Records from a collection:
● ● ● ●

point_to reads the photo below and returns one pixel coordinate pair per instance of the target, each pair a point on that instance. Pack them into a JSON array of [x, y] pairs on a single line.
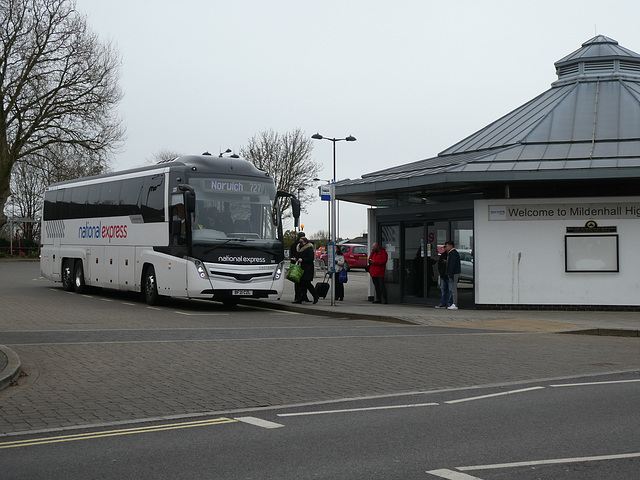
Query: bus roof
[[193, 163]]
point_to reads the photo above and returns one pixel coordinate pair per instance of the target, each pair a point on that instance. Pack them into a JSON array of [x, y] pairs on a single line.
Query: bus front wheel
[[67, 275], [151, 287], [78, 276]]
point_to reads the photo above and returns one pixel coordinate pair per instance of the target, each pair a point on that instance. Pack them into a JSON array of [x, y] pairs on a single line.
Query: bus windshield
[[230, 209]]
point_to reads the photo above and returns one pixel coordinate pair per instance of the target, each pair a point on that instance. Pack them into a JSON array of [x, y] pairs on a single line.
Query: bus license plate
[[242, 292]]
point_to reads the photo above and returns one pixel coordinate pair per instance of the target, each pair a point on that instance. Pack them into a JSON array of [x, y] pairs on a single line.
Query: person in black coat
[[306, 259], [453, 272], [445, 298], [300, 295]]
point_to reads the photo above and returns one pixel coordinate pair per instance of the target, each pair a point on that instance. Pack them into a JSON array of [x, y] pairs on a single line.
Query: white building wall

● ● ● ●

▸ **Task prompt**:
What you return must match the entries above exactly, apart from the pictures, which are left out.

▸ **Response to the task**:
point_to reads the photo below and returns one pixel coordinate pair per instance of the target, each pair a point on that instance. Pack them into a JSON array of [x, y] pairs on a single line.
Query: bus roof
[[193, 163]]
point_to reads the photo above and returns one pixel coordinate pair per instance of the target, each pair a point on that instance. Pack them into a JSON array of [x, y] pairs on a single line.
Query: bus front wheel
[[67, 275], [151, 287], [78, 276]]
point_to reads the photo above and returns one pixel coordinate pair per instance of the target, each pair a point on that instance. Pack them into a JSON array of [x, y] pairs on a single line.
Query: bus windshield
[[230, 209]]
point_to reads the photo above and returns one pixel coordinate pair per instance of the target, each pair a point on that instance. Pack them into a JSON array of [x, y] pairs on a single line.
Query: bus license plate
[[242, 292]]
point_to reads the photo above and returns one pixel coordinate pair per instance of the target, each pair a point on that instance. Pack them into a JSON array of [x, y] pairs on a single line.
Query: person in black coat
[[306, 259], [453, 272], [445, 298], [300, 295]]
point_to reads the photo above and returns one pixel coordinate pair per instance of the target, each pair a point on that instance. Pack them into a JSON array of [x, y] pairs on a single line.
Query: white building wall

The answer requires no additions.